Turn the lines below into a numbered list, from the first line through the line that contains "74), (342, 116)]", both included. Leave out any blank lines.

BEGIN Records supplied

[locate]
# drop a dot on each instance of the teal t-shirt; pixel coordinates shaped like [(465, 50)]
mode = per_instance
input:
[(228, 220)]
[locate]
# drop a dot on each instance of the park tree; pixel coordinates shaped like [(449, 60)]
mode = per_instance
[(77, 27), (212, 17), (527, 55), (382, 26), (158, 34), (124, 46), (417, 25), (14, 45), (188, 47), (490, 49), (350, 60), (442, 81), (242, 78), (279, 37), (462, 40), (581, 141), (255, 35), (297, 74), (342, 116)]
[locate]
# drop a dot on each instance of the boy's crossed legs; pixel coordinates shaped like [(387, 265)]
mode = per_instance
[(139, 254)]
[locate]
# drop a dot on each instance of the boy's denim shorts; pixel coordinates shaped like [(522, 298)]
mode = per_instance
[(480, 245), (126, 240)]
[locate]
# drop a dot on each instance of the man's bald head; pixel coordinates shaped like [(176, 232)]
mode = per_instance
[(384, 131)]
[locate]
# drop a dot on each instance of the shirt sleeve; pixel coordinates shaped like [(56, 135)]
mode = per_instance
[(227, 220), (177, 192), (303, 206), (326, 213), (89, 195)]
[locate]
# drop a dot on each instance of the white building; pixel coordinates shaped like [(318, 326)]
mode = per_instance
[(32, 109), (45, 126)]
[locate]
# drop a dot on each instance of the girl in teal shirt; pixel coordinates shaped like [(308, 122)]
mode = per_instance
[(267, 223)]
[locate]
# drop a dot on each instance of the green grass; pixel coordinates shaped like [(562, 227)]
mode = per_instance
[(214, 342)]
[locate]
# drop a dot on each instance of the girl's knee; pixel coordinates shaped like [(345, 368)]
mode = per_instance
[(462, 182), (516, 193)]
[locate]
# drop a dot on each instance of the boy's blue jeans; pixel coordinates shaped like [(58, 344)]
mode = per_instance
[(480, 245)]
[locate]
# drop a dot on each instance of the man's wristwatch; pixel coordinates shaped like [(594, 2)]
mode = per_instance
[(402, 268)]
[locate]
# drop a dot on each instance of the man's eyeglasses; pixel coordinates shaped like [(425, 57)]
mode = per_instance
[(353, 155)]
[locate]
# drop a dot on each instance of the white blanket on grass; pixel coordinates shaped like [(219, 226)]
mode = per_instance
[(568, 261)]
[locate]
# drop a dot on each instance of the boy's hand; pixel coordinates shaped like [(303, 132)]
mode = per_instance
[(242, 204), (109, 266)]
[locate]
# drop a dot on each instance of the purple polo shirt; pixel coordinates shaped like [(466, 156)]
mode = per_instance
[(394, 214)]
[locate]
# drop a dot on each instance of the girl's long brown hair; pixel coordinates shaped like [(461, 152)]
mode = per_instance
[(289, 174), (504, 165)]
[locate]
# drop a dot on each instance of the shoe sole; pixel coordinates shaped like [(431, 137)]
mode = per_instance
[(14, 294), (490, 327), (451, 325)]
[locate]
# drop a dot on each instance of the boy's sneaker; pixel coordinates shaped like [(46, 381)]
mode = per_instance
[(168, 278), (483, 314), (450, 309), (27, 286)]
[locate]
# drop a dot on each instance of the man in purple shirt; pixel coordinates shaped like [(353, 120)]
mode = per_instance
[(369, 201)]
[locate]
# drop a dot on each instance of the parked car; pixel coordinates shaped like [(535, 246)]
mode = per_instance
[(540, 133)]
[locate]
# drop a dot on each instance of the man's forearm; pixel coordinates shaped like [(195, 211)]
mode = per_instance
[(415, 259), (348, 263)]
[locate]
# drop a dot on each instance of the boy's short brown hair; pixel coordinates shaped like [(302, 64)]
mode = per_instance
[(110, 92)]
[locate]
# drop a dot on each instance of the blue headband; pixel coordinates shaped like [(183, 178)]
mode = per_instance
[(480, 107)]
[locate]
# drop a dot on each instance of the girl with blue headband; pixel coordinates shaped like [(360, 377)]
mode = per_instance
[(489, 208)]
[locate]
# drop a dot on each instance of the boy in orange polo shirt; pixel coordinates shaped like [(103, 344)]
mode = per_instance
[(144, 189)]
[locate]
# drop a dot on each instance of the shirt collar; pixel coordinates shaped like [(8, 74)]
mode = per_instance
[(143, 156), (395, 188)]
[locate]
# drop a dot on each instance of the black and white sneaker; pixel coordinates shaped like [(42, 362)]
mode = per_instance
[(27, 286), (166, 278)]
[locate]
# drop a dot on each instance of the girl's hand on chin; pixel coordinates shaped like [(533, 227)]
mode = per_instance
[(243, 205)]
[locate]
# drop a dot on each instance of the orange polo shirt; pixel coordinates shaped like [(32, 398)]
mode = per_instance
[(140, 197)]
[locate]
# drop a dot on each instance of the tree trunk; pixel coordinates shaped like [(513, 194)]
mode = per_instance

END Records supplied

- Answer to this problem:
1. [locate]
2. # drop a dot on each instance of the teal t-shirt; pixel coordinates shaped like [(465, 50)]
3. mode = per_instance
4. input:
5. [(228, 220)]
6. [locate]
7. # drop a dot on each instance of the park tree; pixel coordinates shaped like [(449, 60)]
8. mode = per_instance
9. [(77, 27), (212, 17), (527, 55), (382, 26), (158, 34), (124, 46), (417, 25), (14, 45), (188, 47), (490, 49), (350, 60), (442, 81), (242, 78), (279, 37), (462, 40), (581, 141), (255, 35), (297, 74), (342, 116)]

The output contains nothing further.